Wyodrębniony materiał
↓
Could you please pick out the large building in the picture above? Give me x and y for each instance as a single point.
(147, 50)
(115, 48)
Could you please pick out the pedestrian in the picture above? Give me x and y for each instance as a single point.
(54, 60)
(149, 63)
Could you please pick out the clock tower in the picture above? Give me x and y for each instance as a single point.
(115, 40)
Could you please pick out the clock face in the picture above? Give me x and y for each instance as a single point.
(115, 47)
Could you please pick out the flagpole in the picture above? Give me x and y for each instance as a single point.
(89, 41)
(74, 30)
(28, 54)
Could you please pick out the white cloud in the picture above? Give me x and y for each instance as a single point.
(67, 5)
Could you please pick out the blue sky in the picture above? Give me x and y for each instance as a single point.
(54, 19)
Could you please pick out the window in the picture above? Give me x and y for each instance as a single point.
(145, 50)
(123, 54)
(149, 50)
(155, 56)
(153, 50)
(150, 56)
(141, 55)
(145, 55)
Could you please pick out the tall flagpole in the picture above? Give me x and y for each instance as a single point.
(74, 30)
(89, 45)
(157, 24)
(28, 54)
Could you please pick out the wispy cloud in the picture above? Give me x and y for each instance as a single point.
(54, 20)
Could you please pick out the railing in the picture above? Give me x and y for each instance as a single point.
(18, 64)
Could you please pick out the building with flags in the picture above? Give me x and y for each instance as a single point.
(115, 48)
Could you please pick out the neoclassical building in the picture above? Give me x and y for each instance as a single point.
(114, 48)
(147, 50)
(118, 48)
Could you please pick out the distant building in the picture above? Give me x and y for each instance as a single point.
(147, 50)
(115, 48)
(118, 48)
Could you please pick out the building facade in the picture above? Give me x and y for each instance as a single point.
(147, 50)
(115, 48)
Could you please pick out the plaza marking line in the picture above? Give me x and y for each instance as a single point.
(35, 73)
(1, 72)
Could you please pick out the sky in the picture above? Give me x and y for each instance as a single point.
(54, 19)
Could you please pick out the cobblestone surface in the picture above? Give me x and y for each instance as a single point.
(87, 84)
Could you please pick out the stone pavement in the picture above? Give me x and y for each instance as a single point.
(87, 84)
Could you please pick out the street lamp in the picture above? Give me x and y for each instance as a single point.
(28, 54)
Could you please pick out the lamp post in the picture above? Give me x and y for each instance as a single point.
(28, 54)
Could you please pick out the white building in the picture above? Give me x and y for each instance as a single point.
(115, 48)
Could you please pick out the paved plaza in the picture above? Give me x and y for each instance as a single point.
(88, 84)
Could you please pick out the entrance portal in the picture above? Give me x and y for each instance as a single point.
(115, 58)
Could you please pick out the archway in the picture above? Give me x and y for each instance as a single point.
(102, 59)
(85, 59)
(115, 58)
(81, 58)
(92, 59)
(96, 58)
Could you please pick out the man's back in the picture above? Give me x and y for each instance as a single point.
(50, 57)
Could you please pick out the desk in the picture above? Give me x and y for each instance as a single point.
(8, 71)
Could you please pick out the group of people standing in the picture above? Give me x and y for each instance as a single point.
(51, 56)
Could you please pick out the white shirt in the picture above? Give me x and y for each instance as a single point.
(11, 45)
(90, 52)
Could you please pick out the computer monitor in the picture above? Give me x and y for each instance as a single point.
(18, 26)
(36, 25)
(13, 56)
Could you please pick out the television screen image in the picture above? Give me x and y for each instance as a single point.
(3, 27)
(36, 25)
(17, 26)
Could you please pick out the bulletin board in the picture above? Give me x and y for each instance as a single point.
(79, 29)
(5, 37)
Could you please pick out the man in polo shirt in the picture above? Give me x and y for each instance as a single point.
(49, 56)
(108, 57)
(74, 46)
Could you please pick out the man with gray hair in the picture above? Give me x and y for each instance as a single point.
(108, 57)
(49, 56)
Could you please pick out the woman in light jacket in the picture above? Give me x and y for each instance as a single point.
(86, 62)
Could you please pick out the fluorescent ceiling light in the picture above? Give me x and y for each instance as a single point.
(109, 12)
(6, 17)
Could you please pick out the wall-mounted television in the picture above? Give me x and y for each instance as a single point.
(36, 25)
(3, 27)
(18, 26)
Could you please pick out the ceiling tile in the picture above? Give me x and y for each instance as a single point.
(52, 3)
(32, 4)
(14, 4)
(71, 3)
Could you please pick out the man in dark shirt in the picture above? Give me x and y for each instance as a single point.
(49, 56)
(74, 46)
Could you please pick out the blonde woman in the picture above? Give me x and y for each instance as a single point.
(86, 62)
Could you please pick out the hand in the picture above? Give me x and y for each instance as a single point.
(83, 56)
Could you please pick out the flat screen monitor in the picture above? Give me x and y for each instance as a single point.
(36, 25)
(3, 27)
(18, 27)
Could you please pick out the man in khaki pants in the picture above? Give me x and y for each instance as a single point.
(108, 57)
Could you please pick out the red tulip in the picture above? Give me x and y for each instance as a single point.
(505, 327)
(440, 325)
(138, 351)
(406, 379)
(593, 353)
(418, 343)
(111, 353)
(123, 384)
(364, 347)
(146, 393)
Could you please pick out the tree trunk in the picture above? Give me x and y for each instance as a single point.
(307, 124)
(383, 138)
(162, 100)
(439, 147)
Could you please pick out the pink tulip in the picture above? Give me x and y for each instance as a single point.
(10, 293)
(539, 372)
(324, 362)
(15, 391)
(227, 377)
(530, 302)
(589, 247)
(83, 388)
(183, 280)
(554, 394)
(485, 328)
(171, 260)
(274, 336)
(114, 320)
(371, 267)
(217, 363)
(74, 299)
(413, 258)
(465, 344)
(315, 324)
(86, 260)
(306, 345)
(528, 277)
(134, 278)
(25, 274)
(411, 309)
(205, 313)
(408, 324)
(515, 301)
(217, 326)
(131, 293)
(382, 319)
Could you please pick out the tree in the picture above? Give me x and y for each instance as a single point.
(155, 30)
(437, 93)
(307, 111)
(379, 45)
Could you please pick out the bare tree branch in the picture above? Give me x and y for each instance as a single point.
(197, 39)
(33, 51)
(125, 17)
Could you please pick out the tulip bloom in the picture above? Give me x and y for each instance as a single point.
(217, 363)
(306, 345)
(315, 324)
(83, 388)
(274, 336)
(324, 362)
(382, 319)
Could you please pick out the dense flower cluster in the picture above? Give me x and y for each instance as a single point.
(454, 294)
↑
- Zadanie do wykonania -
Powtórz bez żadnych zmian każdy wiersz powyższego materiału.

- Pełna odpowiedź -
Could you please pick out the large building in the picture above? Give me x and y for each instance as a single point.
(147, 50)
(115, 48)
Could you please pick out the pedestrian in the picture above? Give me x and y for each instance as a single point.
(54, 60)
(149, 63)
Could you please pick out the clock tower in the picture above? Give me x and y for each instance as a single point.
(115, 40)
Could you please pick out the clock face in the picture above? Give me x and y for each instance as a single point.
(115, 47)
Could you please pick out the flagpole in the picture above? Give me x and y for each instance as a single point.
(89, 41)
(74, 30)
(28, 54)
Could you please pick out the white cloud in the picture above? Give me x and y for each instance as a single point.
(67, 5)
Could you please pick out the blue sky in the picture above? Give me x and y for each instance as a single point.
(54, 19)
Could you please pick out the window in the picture above? Give me x and y for each instance as a single point.
(145, 50)
(123, 54)
(149, 50)
(155, 56)
(153, 50)
(150, 56)
(141, 55)
(145, 55)
Could you please pick out the tall flagpole in the picture above? Give me x and y for each instance as a single point.
(74, 30)
(89, 45)
(157, 24)
(28, 54)
Could you please pick out the wispy cloud in the picture above? Give me x and y for each instance as a single point.
(54, 20)
Could you please pick out the railing in the picture above? Give me x and y for each instance as a single point.
(18, 64)
Could you please pick out the building with flags in the picture above? Give me x and y for each instance as a single point.
(115, 48)
Could you please pick out the neoclassical building in the picture above? Give me x and y for each instance as a single point.
(114, 48)
(147, 50)
(118, 48)
Could you please pick out the distant building in the picture above? Give me x and y for each instance as a single point.
(147, 50)
(115, 48)
(118, 48)
Could you please pick out the building facade in the picture above? Give me x and y for each instance as a single point.
(147, 50)
(115, 48)
Could you please pick out the plaza marking line in the picture above? Give me x and y for each instance as a single point.
(35, 73)
(1, 72)
Could you please pick out the sky in the picture above? Give me x and y for each instance as a single point.
(54, 19)
Could you please pick out the cobblestone surface in the picture above? Give me x and y for each instance as a single point.
(87, 84)
Could you please pick out the stone pavement in the picture above? Give me x and y for each instance as a single point.
(87, 84)
Could you please pick out the street lamp in the picture above? Give me x and y for each instance as a single point.
(28, 54)
Could you please pick out the lamp post in the picture above? Give me x and y for each instance as a single point.
(28, 54)
Could you please pick out the white building in the picture above? Give me x and y for each instance as a single point.
(115, 48)
Could you please pick out the paved plaza in the picture above? Give me x and y for each instance as a single point.
(88, 84)
Could you please pick out the entrance portal in the picture above? Give me x and y for each instance as a single point.
(115, 58)
Could you please pick out the archway in the picture above? Give me x and y for each instance as a single point.
(102, 59)
(85, 59)
(115, 58)
(81, 58)
(92, 59)
(96, 58)
Could you please pick out the man's back in the picture above? Give me x and y for each instance as a single point.
(50, 57)
Could you please pick out the desk in the picture above? Give me x and y for each instance as a single point.
(8, 71)
Could you please pick out the group of people standing in the picture above? Give me x and y for each instance as a single point.
(51, 56)
Could you please pick out the white shirt in the picture above? Give me x and y for each instance as a single point.
(11, 45)
(90, 52)
Could you please pick out the computer monitor in the picture above? Give me x and y for each instance as a single point.
(18, 26)
(36, 25)
(13, 56)
Could you please pick out the television screen image in the picture above? Give me x and y for each instance as a single point.
(3, 27)
(36, 25)
(17, 26)
Could you please pick out the bulletin board in the picture above? Give me x and y for each instance as a single point.
(79, 29)
(5, 37)
Could you please pick out the man in polo shirt in the picture above? Give me x and y for each instance as a single point.
(49, 56)
(108, 57)
(74, 46)
Could you please pick out the man with gray hair in the picture above? Give me x and y for each instance as a single point.
(108, 57)
(49, 56)
Could you please pick out the woman in light jacket in the picture above? Give me x and y for each instance as a single point.
(86, 62)
Could you please pick out the fluorescent ceiling light in the picture above? Give me x and y for each instance as a single point.
(109, 12)
(6, 17)
Could you please pick out the wall-mounted television in the picture above? Give me x and y for each instance as a single point.
(36, 25)
(3, 27)
(18, 26)
Could you please pick out the ceiling tile in the picture above? Give me x and y for each instance as a single point.
(52, 3)
(32, 4)
(14, 4)
(71, 3)
Could you please pick out the man in dark shirt in the picture above? Give me x and y for each instance as a single point.
(49, 56)
(74, 46)
Could you please pick out the blonde woman in the picture above? Give me x and y for each instance as a single point.
(86, 62)
Could you please pick out the hand in the picture above? Give me x and y for each instance as a single point.
(83, 56)
Could you please pick out the flat screen monitor in the picture above? Give me x and y for each instance as a single point.
(36, 25)
(3, 27)
(18, 27)
Could you please pick out the man in khaki pants in the picture above? Give me x and y for each instance as a single point.
(108, 57)
Could you please pick out the red tulip in the picture above? Give me x and y for each instance as a single point.
(505, 327)
(440, 325)
(138, 351)
(406, 379)
(593, 353)
(418, 343)
(111, 353)
(123, 384)
(364, 347)
(146, 393)
Could you please pick out the tree trunk in the picture above? Give me x and y for each instance as a single point.
(307, 124)
(383, 138)
(162, 100)
(439, 147)
Could you please pick out the pink tulip in the picture above? Give me x and y for each instance as a single point.
(10, 293)
(539, 372)
(324, 362)
(15, 391)
(227, 377)
(530, 302)
(589, 247)
(83, 388)
(183, 280)
(554, 394)
(485, 328)
(171, 260)
(274, 336)
(114, 320)
(371, 267)
(217, 363)
(74, 299)
(413, 258)
(465, 344)
(315, 324)
(86, 260)
(306, 345)
(528, 277)
(134, 278)
(25, 274)
(411, 309)
(205, 313)
(408, 324)
(515, 301)
(217, 326)
(131, 293)
(382, 319)
Could you please pick out the tree in the picture above? Give me x and y for each instance as a single point.
(155, 30)
(437, 93)
(307, 111)
(379, 45)
Could you please pick out the bare tree branch in the picture above? Give me x and y for each instance as a single point.
(197, 39)
(33, 51)
(125, 17)
Could you please pick out the tulip bloom in the picture above? Give me x and y for each instance as a single point.
(217, 363)
(306, 345)
(315, 324)
(83, 388)
(274, 336)
(324, 362)
(382, 319)
Could you please pick out the dense flower cluster in the picture above? Give me x and y for each instance as a single point.
(454, 294)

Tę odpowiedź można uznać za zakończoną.